### YOUR TASK
Extend the Sparky extensions documentation that follows, picking up right after its last sentence.

### DOCUMENT EXCERPT
__________

To find mirror peaks, this code must be able to lookup the attached heavy atom for any proton. In order to do this your Sparky atom names must be recognized. They must either be the standard names used by Sparky extensions or you must define translations between the atom names you use in Sparky and the standard atom names. If the attached heavy atom cannot be identified because of nonstandard Sparky atom names, or the resonance has not been assigned, the list of mirror peak assignments will contain a line explaining the problem.
Enter molecule sequence for use by other extensions (sq)
The sequence is specified as a string of one letter amino acid or nucleic acid codes. White space characters (space, tab, newline) are ignored and lower or upper case can be used. You specify the number of the first residue. It is not possible to put breaks in the numbering sequence. Instead of typing in or pasting in the sequence you can specify a file which contains the sequence string. The file must contain only the sequence string.
Tabulate NOESY intra-residue, sequential, medium and long range assignments (na).
Possible assignments are found for all picked peaks in a 2D NOESY or 3D NOESY-HSQC spectrum. Possible assignments are ones where the resonances are within specified tolerances from the peak position, and with NOESY-HSQC spectra the HSQC proton and heavy atom are bonded. NOESY peaks often have more than one possible assignment. These assignments can be intra-residue, sequential (from residue i to i+1), medium range (2-4 residues apart) typical of alpha helix structure, or long range (5 or more residues apart). This dialog shows tables of counts of peaks and assignments in different range categories. By clicking on a table entry you get a list of the corresponding peaks for further exploration. This tabulation was designed primarily to find peaks with only long range possible assignments. These help establish the global fold of a protein in the initial steps of a structure calculation.

__________

### RECORDS SUPPLIED
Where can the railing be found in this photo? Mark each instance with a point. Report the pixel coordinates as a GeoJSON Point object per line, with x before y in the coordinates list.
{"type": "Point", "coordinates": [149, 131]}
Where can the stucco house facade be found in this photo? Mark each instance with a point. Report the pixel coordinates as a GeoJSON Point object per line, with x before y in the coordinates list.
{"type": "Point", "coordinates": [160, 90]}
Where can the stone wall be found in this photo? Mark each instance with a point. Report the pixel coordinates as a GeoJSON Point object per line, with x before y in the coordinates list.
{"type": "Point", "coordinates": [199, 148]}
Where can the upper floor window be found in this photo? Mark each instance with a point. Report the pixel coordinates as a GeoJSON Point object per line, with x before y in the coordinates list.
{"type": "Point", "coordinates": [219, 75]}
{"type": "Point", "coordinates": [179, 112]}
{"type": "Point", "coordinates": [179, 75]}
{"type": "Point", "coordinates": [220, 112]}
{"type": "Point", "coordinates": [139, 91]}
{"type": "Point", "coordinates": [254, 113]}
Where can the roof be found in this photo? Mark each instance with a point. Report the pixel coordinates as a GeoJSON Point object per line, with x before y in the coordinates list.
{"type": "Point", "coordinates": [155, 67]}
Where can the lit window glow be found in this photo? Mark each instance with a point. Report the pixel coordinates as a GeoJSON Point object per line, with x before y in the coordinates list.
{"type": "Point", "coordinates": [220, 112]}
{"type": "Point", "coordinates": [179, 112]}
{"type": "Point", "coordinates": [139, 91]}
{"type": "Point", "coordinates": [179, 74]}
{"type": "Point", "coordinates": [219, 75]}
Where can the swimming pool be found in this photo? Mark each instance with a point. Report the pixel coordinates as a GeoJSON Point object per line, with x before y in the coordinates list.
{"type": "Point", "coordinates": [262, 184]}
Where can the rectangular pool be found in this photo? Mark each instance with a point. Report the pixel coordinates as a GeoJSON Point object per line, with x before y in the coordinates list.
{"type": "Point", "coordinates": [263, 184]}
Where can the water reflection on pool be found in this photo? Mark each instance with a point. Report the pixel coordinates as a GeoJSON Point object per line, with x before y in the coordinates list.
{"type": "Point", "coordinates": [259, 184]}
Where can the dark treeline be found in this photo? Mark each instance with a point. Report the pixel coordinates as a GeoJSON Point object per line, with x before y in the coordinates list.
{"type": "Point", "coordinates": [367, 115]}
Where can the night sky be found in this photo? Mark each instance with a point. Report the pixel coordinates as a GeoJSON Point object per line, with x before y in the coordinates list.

__________

### TASK ANSWER
There are several displayed tables counting peaks or assignments. One table counts peaks with 0, 1, 2, ... possible assignments. Another counts assignments that are intra, sequential, medium or long range. Another table counts peaks with unique assignments. Another table shows peaks with more than one assignment classified by the shortest range assignment and by how many shortest range possibilities there are.
The Diagram button plots the residues in a circle and draws lines between residues corresponding to possible peak assignments. It shows assignments for peaks with only long range assignments. Peaks that have a unique long range assignment are shown as red lines, assignments to peaks having 2, 3, or 4+ possible assignments are shown in yellow, green, and blue respectively. Thicker lines indicate more than one assignment between the pair of residues. Clicking on a line shows a list of the associated peaks. The intent of this diagram was to identify multiple long range assignments that are between two short stretches of residues. These assignments are more plausible than lone assignments between residues.
Choose multiple spectra to be opened (fm).
This dialog allows you to select multiple nmr data files or Sparky save files and open them all at once. It was written to make it easy to open a series of 10 or 20 spectra (for computing T1 or T2) without having to open them one by one with the normal file open dialog. The dialog behaves like a normal file dialog only you can select more than one file. All files must be in the same directory. You navigate to the desired directory by double clicking on list entries or by typing in a directory path and pressing the return key. You can select multiple files by holding the left mouse button down while dragging the mouse. Additional selections can be added by dragging the mouse with the control key held down. When you press the Open button all selected files are opened.
Find Sparky resonances that have no corresponding PDB model atom (pn).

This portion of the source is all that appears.